Rows from a pointing dataset
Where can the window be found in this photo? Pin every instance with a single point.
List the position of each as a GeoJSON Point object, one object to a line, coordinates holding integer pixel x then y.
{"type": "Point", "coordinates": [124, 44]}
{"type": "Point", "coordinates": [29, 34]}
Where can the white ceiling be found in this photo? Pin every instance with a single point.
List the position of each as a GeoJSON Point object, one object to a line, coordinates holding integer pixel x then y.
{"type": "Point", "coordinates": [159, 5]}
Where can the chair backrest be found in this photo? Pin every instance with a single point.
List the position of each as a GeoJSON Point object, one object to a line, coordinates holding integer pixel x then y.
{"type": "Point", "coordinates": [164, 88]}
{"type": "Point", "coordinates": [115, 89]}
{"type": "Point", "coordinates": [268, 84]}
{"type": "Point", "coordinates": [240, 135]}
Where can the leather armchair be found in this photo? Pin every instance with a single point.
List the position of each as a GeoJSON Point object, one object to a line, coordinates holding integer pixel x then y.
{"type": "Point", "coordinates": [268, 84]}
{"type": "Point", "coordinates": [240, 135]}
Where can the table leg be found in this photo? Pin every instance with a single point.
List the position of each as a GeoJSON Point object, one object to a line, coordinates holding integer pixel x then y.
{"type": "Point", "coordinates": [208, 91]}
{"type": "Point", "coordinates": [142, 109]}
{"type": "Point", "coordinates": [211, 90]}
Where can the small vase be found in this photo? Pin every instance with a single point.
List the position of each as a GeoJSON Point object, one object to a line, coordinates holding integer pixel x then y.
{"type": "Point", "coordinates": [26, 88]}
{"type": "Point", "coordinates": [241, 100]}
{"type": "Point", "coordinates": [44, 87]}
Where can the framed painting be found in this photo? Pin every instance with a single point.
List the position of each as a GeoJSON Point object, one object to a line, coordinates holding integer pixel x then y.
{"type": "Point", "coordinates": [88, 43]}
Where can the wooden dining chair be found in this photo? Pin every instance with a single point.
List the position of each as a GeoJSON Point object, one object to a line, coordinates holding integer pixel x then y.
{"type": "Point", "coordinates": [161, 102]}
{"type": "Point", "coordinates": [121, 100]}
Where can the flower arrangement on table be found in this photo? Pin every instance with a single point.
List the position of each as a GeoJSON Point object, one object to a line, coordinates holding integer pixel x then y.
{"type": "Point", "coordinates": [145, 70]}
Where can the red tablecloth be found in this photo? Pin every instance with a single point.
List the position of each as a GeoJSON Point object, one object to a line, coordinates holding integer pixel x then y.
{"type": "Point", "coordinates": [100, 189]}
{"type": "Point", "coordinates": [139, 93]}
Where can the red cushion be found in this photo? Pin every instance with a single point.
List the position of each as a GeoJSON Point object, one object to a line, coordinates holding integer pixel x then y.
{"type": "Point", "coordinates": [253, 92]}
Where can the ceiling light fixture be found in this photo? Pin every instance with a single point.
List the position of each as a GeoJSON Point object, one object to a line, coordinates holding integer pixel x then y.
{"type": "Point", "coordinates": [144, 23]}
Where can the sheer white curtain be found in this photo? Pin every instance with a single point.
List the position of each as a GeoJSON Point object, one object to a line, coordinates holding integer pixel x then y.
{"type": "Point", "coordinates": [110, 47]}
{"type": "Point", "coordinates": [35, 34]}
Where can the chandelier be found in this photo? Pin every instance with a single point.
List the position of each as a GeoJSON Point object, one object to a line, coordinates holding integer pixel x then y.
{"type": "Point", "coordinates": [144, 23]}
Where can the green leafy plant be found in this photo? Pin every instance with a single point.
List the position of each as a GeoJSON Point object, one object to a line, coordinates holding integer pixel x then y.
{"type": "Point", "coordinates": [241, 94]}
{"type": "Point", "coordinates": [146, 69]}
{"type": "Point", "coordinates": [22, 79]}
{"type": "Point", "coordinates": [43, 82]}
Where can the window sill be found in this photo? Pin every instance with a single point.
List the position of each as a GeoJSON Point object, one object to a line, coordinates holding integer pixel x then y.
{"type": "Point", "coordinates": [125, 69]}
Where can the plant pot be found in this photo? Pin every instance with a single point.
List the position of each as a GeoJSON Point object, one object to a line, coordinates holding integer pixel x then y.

* [Written instruction]:
Copy the listing above line for line, with no changes.

* [Finished exercise]:
Where can the window be found in this photo? Pin every instance with a single point.
List the position of each as a GeoJSON Point object, one object to a line, coordinates holding integer pixel x then y.
{"type": "Point", "coordinates": [124, 44]}
{"type": "Point", "coordinates": [29, 34]}
Where can the white ceiling be found in this photo? Pin every instance with a single point.
List the position of each as a GeoJSON Point object, one object to a line, coordinates holding integer pixel x then y.
{"type": "Point", "coordinates": [159, 5]}
Where can the chair backrest be found in this photo? Pin every instance with a single point.
List the position of each as a GeoJSON Point object, one object to a line, coordinates holding integer pixel x then y.
{"type": "Point", "coordinates": [164, 88]}
{"type": "Point", "coordinates": [115, 89]}
{"type": "Point", "coordinates": [268, 84]}
{"type": "Point", "coordinates": [240, 135]}
Where can the leather armchair be found in this photo? Pin every instance with a single point.
List the position of each as a GeoJSON Point object, one object to a line, coordinates holding integer pixel x then y.
{"type": "Point", "coordinates": [268, 84]}
{"type": "Point", "coordinates": [240, 135]}
Where can the table leg be found in this photo? Pin every instance with a single point.
List the position of each as a GeoJSON Point object, one object to a line, coordinates holding integer pixel x then y.
{"type": "Point", "coordinates": [208, 91]}
{"type": "Point", "coordinates": [142, 109]}
{"type": "Point", "coordinates": [211, 90]}
Where can the small vase be found in this photo? Pin every instance with a single point.
List the position of each as a GeoJSON Point object, one object to a line, coordinates holding integer pixel x then y.
{"type": "Point", "coordinates": [26, 88]}
{"type": "Point", "coordinates": [241, 100]}
{"type": "Point", "coordinates": [44, 87]}
Where can the framed painting be found in this photo? Pin every instance with a single point.
List the position of each as a GeoJSON Point object, one object to a line, coordinates holding integer pixel x then y.
{"type": "Point", "coordinates": [88, 43]}
Where can the wooden dining chair be found in this photo? Pin every instance with a single point.
List the position of each as a GeoJSON Point object, one object to a line, coordinates holding integer pixel x then y.
{"type": "Point", "coordinates": [161, 102]}
{"type": "Point", "coordinates": [121, 100]}
Where can the flower arrangement on table be found in this photo? Pin every instance with a single point.
List the position of each as a GeoJSON Point object, one object to a line, coordinates holding integer pixel x then y.
{"type": "Point", "coordinates": [145, 70]}
Where can the red tablecloth be found in this photo? Pin every instance with a single point.
List the position of each as a GeoJSON Point object, one object to a line, coordinates holding integer pixel x then y.
{"type": "Point", "coordinates": [100, 189]}
{"type": "Point", "coordinates": [139, 93]}
Where can the red cushion be found in this photo? Pin every instance with a single point.
List the position of each as a GeoJSON Point object, one object to a line, coordinates holding integer pixel x then y.
{"type": "Point", "coordinates": [253, 92]}
Where can the ceiling light fixture be found in this photo? Pin every instance with a single point.
List the position of each as a GeoJSON Point object, one object to a line, coordinates holding integer pixel x then y.
{"type": "Point", "coordinates": [144, 23]}
Where can the sheer white curtain be found in this photo? Pin every instance with a single point.
List the position of each as a GeoJSON Point object, one object to a line, coordinates holding integer pixel x then y.
{"type": "Point", "coordinates": [110, 47]}
{"type": "Point", "coordinates": [35, 34]}
Where can the chandelier be found in this photo? Pin every instance with a single point.
List the position of each as a GeoJSON Point object, one object to a line, coordinates holding integer pixel x then y.
{"type": "Point", "coordinates": [144, 23]}
Where can the green leafy plant be found in this photo? Pin every instance with a single point.
List the position of each as a GeoJSON Point object, one object to a line, coordinates holding integer pixel x then y.
{"type": "Point", "coordinates": [241, 94]}
{"type": "Point", "coordinates": [146, 69]}
{"type": "Point", "coordinates": [22, 79]}
{"type": "Point", "coordinates": [43, 82]}
Where can the window sill be found in this photo? Pin every instance with a single point.
List the position of each as a GeoJSON Point object, one object to a line, coordinates holding integer pixel x then y.
{"type": "Point", "coordinates": [125, 69]}
Where can the plant pot be found in this photo? Pin every instance with a single point.
List the position of each as a GeoJSON Point object, one object to a line, coordinates holding integer pixel x then y.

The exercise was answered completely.